▽

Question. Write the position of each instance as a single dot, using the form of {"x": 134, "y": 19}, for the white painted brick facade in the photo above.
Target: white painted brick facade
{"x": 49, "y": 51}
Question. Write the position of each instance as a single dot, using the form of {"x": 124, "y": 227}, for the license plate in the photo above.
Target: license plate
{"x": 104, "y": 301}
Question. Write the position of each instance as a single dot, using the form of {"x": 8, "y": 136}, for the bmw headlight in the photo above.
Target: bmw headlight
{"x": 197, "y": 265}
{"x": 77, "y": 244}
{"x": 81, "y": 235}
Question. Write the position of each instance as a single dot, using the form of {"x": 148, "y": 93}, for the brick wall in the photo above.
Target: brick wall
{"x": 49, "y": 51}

△

**TASK DETAILS**
Update the listing above by changing every "license plate" to "number plate". Leave everything else unchanged.

**FULL OUTPUT**
Question. Write the position of each instance as a single dot, using the form of {"x": 134, "y": 19}, for the white painted brick facade in the photo above.
Target: white painted brick facade
{"x": 49, "y": 51}
Question. Write the position of each instance as a single dot, using the form of {"x": 124, "y": 227}, for the number plate in the photo above.
Target: number plate
{"x": 104, "y": 301}
Question. Write the position of each instance as a single dot, using the form of {"x": 8, "y": 136}, for the bmw headlight in the photo above.
Target: bmw headlight
{"x": 197, "y": 265}
{"x": 77, "y": 244}
{"x": 81, "y": 235}
Question. Write the position of each instance as a single dot, using the form of {"x": 148, "y": 93}, for the brick wall in the photo above.
Target: brick wall
{"x": 49, "y": 51}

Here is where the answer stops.